Could you copy every line from the material below in which "provide" appears?

### Input

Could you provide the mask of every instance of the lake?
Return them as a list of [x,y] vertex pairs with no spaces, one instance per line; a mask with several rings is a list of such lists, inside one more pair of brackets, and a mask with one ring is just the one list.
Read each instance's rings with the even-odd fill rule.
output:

######
### Input

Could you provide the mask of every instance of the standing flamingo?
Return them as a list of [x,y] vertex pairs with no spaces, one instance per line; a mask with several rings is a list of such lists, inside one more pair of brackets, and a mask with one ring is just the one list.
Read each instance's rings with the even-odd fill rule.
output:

######
### Input

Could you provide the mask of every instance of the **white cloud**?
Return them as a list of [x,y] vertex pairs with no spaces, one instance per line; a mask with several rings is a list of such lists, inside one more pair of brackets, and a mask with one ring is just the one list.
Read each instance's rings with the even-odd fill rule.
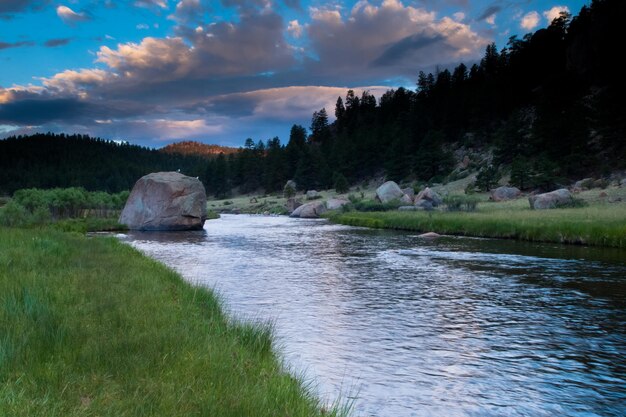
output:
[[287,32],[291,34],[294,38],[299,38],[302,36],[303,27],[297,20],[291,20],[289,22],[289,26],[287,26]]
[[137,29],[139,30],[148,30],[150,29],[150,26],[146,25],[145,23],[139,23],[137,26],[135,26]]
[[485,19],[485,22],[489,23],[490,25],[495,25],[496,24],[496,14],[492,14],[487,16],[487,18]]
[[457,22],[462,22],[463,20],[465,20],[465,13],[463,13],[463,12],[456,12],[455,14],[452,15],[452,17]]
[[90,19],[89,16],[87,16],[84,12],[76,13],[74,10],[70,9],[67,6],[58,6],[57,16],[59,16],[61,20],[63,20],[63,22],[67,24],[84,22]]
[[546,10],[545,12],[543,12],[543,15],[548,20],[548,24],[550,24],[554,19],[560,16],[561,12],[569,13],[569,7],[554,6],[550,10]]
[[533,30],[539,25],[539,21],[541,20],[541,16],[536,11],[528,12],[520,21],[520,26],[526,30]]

######

Exercise answer
Could you provide the mask of every instance of the lake?
Could you provide the mask of every instance of the standing flamingo?
Could you provide the mask of every instance of the **white cloud**?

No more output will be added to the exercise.